• What is asked: Please count how many lines in the records below contain the string "green", treating uppercase and lowercase as different, and reply with only that number.

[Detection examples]
- - - -
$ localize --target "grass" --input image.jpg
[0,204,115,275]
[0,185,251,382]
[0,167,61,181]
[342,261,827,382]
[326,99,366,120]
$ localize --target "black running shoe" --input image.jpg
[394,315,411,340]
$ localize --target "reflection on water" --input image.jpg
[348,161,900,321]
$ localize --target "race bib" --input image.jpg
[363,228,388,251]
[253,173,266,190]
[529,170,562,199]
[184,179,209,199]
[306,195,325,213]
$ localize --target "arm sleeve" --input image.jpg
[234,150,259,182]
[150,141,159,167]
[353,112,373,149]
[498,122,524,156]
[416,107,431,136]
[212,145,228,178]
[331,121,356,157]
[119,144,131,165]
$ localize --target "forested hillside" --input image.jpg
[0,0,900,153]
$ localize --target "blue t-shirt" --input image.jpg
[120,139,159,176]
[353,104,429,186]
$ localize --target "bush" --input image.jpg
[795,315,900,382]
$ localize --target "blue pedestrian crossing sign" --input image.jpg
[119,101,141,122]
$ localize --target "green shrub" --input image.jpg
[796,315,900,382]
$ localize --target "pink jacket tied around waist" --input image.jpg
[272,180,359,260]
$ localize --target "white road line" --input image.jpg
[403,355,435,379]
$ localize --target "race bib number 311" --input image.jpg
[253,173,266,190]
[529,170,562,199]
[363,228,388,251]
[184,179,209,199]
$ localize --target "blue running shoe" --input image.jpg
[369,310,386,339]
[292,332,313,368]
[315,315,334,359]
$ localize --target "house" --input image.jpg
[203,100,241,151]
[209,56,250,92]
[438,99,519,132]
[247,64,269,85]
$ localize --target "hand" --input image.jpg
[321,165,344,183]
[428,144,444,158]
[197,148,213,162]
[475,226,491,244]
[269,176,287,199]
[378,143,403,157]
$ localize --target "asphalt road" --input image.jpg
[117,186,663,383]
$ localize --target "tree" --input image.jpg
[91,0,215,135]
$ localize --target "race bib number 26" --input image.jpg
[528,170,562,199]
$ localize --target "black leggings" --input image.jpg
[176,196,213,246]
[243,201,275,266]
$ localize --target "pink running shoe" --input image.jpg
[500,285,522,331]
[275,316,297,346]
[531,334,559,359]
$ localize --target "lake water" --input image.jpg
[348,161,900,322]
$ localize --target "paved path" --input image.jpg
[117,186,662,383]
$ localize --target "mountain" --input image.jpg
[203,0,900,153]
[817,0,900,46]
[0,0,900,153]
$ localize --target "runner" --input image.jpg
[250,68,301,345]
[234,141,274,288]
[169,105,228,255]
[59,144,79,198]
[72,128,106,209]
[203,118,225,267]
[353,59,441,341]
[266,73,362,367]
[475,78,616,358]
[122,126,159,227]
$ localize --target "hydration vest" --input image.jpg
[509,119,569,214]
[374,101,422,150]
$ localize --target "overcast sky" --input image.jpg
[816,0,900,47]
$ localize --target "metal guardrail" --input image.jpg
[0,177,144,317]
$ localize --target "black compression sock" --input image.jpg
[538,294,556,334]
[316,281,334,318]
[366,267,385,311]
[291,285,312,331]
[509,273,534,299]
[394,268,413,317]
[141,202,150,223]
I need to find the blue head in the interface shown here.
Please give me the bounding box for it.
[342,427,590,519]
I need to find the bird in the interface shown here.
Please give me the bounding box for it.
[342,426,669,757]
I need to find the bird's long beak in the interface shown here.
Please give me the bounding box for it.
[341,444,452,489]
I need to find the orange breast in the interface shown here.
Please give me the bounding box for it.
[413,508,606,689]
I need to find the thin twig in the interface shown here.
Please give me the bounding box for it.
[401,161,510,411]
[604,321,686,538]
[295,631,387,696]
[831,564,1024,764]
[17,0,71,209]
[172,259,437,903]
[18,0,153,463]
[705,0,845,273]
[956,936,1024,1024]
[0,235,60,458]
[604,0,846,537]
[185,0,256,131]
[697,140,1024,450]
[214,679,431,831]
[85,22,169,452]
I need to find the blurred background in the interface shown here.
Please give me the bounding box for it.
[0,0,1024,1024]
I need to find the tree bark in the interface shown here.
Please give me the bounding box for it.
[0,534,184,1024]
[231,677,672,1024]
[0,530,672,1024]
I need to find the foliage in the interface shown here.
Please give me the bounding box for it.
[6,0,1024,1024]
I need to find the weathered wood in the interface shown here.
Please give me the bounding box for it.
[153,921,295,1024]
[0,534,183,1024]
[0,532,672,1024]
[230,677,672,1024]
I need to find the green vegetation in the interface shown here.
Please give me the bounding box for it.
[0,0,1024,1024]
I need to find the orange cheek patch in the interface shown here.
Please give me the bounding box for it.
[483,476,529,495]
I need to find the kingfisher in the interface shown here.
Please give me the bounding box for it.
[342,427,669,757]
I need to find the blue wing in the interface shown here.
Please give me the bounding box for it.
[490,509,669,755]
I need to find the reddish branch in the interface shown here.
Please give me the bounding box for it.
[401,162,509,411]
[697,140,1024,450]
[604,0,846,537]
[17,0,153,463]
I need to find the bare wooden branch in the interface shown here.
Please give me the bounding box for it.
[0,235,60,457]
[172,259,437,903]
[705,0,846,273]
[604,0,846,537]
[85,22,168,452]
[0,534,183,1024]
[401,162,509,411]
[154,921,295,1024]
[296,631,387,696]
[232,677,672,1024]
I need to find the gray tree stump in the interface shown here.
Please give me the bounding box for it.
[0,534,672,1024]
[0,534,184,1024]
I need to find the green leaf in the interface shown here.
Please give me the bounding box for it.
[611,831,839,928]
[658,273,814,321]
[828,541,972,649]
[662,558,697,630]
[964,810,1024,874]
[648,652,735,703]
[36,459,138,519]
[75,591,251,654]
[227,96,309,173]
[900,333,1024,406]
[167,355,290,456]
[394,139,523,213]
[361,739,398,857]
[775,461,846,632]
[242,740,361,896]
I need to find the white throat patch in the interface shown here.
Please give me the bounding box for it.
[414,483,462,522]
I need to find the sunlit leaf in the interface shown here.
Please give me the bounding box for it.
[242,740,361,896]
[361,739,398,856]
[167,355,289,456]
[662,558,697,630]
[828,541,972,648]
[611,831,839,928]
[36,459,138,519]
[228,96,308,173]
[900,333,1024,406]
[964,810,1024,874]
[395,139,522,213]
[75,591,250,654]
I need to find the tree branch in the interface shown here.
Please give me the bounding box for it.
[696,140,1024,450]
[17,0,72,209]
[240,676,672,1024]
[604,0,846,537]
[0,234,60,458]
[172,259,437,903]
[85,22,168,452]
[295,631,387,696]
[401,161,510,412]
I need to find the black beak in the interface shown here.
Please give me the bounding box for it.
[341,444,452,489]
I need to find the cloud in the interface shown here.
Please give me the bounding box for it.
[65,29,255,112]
- - - -
• Reply: 3